*What this task involves:* Collect every line in the rows below that contains the string "grass". Treat the match as case-sensitive.

*Dataset entries:*
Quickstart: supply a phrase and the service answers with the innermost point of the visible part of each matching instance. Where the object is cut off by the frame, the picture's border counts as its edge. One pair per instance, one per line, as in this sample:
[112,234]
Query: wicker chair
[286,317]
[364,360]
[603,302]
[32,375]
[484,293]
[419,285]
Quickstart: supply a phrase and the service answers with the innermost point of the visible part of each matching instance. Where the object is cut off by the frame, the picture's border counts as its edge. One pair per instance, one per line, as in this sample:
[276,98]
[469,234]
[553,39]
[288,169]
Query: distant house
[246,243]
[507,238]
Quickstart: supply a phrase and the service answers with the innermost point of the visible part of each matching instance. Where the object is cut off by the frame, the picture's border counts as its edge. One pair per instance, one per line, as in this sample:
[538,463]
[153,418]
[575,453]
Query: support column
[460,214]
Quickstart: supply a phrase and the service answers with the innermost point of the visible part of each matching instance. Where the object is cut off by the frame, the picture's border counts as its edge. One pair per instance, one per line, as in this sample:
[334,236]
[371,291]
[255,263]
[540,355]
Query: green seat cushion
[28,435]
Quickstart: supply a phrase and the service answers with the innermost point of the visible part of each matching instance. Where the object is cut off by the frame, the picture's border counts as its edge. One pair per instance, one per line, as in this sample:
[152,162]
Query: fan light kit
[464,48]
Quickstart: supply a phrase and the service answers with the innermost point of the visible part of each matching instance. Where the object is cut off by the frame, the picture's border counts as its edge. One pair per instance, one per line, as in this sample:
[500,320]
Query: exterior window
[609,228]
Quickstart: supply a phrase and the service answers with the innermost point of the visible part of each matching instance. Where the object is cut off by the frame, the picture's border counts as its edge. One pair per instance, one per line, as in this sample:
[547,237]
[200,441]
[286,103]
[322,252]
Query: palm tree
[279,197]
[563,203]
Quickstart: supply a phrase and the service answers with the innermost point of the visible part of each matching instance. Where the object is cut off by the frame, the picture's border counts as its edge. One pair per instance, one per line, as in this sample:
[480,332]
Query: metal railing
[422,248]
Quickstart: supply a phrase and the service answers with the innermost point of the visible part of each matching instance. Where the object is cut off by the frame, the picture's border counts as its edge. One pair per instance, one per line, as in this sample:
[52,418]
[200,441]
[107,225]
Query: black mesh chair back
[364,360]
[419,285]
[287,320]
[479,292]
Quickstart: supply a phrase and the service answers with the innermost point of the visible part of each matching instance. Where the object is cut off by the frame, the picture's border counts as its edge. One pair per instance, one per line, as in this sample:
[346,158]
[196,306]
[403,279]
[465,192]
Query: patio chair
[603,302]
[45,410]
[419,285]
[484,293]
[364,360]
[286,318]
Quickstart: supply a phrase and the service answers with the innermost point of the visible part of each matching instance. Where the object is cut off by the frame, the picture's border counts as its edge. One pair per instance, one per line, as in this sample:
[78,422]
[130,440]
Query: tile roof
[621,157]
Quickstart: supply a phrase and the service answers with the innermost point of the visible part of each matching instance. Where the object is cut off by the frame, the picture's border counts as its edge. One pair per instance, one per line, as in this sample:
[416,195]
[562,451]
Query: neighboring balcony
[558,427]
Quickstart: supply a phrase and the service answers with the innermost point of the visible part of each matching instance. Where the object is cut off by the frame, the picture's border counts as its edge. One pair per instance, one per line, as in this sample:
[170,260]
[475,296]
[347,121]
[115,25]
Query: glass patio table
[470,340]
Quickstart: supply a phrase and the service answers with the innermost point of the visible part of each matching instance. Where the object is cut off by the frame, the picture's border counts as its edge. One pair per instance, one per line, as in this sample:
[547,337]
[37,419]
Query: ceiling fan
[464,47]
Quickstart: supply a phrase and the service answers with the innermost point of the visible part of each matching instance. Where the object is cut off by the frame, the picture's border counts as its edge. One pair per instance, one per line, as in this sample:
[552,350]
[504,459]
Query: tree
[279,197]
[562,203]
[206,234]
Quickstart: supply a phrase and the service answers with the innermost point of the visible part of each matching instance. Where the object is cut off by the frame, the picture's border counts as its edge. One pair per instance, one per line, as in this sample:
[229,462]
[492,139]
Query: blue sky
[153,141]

...

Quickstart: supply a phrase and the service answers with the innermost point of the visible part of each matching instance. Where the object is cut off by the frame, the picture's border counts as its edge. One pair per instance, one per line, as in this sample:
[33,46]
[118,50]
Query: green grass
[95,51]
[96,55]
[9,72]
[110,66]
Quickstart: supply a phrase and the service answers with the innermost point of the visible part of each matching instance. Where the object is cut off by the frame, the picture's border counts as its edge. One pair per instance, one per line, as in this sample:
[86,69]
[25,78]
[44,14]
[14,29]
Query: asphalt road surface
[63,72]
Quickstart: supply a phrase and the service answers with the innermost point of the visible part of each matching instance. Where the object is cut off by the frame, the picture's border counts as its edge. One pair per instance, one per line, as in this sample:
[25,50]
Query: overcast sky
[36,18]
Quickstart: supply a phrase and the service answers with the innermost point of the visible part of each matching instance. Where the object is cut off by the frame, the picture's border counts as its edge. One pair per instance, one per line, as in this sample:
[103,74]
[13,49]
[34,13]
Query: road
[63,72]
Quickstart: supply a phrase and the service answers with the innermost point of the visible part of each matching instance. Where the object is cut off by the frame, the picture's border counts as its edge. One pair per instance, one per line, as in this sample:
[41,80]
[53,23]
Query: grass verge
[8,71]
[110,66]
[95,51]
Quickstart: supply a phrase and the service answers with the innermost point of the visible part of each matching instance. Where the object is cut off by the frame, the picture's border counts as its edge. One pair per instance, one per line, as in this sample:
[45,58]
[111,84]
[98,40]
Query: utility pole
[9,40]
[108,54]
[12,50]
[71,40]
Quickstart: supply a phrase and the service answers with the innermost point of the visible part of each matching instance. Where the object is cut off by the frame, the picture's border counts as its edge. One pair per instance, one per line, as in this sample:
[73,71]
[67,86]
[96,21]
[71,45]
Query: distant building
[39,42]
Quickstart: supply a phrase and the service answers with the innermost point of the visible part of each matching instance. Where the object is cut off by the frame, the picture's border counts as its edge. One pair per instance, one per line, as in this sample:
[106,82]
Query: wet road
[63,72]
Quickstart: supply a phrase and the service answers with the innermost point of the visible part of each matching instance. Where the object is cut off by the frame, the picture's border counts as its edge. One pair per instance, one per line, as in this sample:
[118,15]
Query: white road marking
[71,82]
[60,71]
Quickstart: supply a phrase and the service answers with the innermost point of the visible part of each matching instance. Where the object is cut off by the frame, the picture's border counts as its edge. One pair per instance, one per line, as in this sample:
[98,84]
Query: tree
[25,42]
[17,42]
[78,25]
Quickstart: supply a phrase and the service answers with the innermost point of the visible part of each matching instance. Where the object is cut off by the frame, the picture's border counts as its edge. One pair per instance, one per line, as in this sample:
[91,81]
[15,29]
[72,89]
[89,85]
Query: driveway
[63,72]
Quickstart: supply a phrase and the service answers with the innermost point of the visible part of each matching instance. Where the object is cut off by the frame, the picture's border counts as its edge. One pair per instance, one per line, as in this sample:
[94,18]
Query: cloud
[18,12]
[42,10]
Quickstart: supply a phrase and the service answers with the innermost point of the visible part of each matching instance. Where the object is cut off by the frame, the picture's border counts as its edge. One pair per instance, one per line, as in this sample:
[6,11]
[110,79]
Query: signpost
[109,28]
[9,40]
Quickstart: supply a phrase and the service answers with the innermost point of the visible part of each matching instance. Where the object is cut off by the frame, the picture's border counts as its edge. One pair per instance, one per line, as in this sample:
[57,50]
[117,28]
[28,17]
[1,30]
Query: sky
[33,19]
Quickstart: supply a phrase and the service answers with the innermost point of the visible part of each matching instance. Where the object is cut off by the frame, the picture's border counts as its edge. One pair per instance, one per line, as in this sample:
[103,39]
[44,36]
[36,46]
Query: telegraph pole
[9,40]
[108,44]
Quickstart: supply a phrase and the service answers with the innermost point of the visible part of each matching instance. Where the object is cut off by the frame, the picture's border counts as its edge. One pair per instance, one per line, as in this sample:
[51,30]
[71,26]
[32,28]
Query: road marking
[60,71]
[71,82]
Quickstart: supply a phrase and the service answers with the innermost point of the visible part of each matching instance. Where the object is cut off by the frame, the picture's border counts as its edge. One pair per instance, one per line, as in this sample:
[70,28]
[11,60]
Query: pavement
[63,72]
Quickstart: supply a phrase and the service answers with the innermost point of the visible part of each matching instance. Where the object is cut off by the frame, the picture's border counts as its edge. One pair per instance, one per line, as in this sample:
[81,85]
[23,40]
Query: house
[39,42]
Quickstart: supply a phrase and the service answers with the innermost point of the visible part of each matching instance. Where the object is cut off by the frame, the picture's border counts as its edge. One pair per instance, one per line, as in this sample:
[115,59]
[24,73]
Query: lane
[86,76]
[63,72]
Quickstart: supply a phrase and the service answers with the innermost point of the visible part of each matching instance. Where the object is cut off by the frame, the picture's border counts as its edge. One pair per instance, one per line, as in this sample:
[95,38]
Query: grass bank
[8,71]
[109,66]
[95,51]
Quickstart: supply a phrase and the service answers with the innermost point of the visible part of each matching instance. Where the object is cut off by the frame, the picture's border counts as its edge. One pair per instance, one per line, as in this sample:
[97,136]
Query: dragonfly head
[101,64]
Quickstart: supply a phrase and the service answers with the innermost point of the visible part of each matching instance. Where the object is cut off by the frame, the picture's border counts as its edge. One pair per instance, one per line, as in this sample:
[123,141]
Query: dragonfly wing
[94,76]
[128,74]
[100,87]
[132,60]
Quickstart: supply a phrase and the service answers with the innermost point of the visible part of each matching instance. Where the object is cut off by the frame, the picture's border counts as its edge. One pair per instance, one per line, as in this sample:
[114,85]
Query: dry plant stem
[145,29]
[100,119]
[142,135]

*Task answer:*
Query: green grass
Query: grass verge
Query: grass bank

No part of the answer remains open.